> To do
Retype each record shown below, leaving every character as it is.

> Records supplied
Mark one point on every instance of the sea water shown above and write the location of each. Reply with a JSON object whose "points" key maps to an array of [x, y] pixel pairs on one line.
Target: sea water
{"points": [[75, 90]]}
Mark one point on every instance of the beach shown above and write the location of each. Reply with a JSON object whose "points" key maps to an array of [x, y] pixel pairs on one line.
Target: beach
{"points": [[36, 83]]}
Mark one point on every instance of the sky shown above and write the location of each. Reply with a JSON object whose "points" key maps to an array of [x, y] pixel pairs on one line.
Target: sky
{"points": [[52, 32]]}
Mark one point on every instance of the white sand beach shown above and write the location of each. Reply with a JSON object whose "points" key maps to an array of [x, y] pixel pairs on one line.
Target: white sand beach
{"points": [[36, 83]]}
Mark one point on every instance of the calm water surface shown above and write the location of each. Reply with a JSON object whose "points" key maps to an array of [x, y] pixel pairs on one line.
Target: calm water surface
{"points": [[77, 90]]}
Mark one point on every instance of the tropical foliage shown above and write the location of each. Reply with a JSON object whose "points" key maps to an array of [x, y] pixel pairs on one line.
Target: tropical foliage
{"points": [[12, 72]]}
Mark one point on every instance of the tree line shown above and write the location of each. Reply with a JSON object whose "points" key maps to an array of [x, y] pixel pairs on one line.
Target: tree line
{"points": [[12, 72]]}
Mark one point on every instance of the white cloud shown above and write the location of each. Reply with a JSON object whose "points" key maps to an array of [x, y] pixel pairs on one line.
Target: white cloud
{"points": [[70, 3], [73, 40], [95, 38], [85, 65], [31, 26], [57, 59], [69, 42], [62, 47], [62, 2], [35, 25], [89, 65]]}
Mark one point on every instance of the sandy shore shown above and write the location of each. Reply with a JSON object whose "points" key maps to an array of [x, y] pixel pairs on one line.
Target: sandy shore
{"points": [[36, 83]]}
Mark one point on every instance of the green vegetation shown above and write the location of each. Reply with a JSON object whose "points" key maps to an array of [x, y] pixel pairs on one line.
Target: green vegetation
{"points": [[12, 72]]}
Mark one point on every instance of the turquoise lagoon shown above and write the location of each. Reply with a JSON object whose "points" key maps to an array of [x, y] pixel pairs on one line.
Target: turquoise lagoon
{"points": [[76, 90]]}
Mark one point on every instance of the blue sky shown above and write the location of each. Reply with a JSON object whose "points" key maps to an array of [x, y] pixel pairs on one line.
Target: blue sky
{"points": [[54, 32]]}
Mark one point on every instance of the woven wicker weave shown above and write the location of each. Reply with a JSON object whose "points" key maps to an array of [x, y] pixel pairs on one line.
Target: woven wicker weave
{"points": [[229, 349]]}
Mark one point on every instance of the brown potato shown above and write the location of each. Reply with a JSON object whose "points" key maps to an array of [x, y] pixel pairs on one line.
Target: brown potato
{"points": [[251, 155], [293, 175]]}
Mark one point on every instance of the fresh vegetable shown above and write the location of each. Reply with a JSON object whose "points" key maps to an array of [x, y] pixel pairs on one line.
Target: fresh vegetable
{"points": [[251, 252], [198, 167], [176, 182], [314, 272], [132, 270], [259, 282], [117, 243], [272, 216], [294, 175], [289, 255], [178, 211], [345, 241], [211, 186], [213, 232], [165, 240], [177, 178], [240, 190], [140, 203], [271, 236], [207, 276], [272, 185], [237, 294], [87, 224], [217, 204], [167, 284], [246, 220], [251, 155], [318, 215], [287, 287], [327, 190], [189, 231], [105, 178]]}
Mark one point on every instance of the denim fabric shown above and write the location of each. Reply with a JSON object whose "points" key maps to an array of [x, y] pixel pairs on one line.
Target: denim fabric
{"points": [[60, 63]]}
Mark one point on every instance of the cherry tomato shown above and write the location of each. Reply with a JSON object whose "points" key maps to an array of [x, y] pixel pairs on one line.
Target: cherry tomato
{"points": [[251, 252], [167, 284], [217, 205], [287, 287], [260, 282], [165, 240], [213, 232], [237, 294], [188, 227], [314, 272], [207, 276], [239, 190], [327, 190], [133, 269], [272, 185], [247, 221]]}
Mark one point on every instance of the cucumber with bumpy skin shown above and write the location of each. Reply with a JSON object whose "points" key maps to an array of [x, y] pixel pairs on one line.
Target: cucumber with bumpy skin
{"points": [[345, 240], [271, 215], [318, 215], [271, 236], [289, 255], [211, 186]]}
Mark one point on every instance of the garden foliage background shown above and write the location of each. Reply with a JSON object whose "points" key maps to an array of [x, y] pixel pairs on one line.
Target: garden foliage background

> The solution
Mark one point on every instance of the sea water shown above and write the location of each. Reply with a JSON object whose "points" key maps to an array of [x, y] pixel pairs on one line.
Target: sea water
{"points": [[75, 90]]}
Mark one point on every instance of the beach shown above and write the location of each. Reply with a JSON object whose "points" key maps to an array of [x, y] pixel pairs on one line.
Target: beach
{"points": [[36, 83]]}
Mark one point on every instance of the sky shown above and write the location of each. Reply with a JSON object whose "points" key maps to an array of [x, y] pixel pairs on one line.
Target: sky
{"points": [[52, 32]]}
Mark one point on every instance of the white sand beach shown above and write the location of each. Reply with a JSON object whose "points" key maps to an array of [x, y] pixel pairs on one line.
Target: white sand beach
{"points": [[36, 83]]}
Mark one point on every instance of the calm water surface shown above and write the location of each. Reply with a JSON object whose "points" key maps to an array of [x, y] pixel pairs on one line.
Target: calm water surface
{"points": [[77, 90]]}
Mark one point on every instance of the tropical foliage shown above and write the location of each. Reply with a JSON object whose "points" key maps to an array of [x, y] pixel pairs on one line.
Target: tropical foliage
{"points": [[12, 72]]}
Mark one point on every instance of the tree line shown above and write the location of each. Reply with a JSON object whose "points" key maps to an array of [x, y] pixel pairs on one line.
Target: tree line
{"points": [[12, 72]]}
Mark one point on every instance of the white cloud shown above and write the location of each. Reply with a JSON object whose "points" key maps to an array of [x, y] pixel pairs on one line.
Target: white cloud
{"points": [[70, 3], [73, 40], [95, 38], [85, 65], [31, 26], [57, 59], [69, 42], [62, 47], [62, 2], [35, 25], [89, 65]]}
Mark one point on every instance of the sandy shore shown above and write the location of each. Reply with a JSON object whose "points" key maps to an array of [x, y] pixel pairs on one line.
Target: sandy shore
{"points": [[36, 83]]}
Mark one point on every instance of the green vegetation shown above and write the location of each. Reply with a JSON object whose "points" key maps to an array of [x, y] pixel pairs on one line.
Target: green vegetation
{"points": [[12, 72]]}
Mark one point on every instance of the turquoise lagoon shown above and write the location of each. Reply with a JSON object whose "points" key maps to an array of [x, y] pixel pairs on one line.
Target: turquoise lagoon
{"points": [[76, 90]]}
Mark one point on every instance of the blue sky shown above and write the location of each. Reply with a JSON object whose "points" key maps to an array of [x, y] pixel pairs on one line.
Target: blue sky
{"points": [[54, 32]]}
Mark one point on every instance of the woven wicker weave shown above and write the location of each. Reply with a JSON object whose "points" key maps to an array of [x, y] pixel pairs on one line.
Target: woven wicker weave
{"points": [[229, 349]]}
Mark one point on every instance of the brown potato shown above and write the location of each. Reply with a JSON object whose "points" key maps to an array of [x, y] pixel pairs on one line.
Target: brown potato
{"points": [[251, 155], [293, 175]]}
Mark one point on every instance of the fresh vegetable shown above and write the location of each. Reply with a JSON object whose "points" key maps to an array of [x, y] pixel pairs on one line.
Target: fresh vegetable
{"points": [[251, 252], [198, 167], [176, 182], [314, 272], [132, 270], [259, 282], [117, 243], [272, 216], [294, 175], [289, 255], [178, 211], [345, 241], [211, 186], [213, 232], [165, 240], [177, 178], [240, 190], [140, 203], [271, 236], [207, 276], [272, 185], [237, 294], [87, 224], [217, 204], [167, 284], [246, 220], [251, 155], [318, 215], [287, 287], [327, 190], [189, 231], [105, 178]]}
Mark one point on every instance of the denim fabric shown above and write the location of each. Reply with a JSON object whose "points" key maps to an array of [x, y] pixel pairs on one line.
Target: denim fabric
{"points": [[60, 63]]}
Mark one point on every instance of the cherry tomato shown above and write the location of each. Reply with a JSON object whose "points" key maps to an array of [x, y] pixel pairs on one line.
Target: cherry tomato
{"points": [[251, 252], [167, 284], [217, 205], [287, 287], [260, 282], [165, 240], [213, 232], [237, 294], [188, 227], [314, 272], [207, 276], [239, 190], [327, 190], [133, 269], [272, 185], [247, 221]]}
Mark one point on every instance of the cucumber with bumpy skin shown above and write the location of each. Reply with a JSON object whose "points" key maps to an array of [x, y] pixel pairs on one line.
Target: cucumber with bumpy skin
{"points": [[345, 240], [271, 215], [318, 215], [271, 236], [289, 255], [211, 186]]}
Mark one point on every instance of the garden foliage background shown above and write the location of each. Reply with a JSON object whose "points" key maps to an array of [x, y] pixel pairs on one line.
Target: garden foliage background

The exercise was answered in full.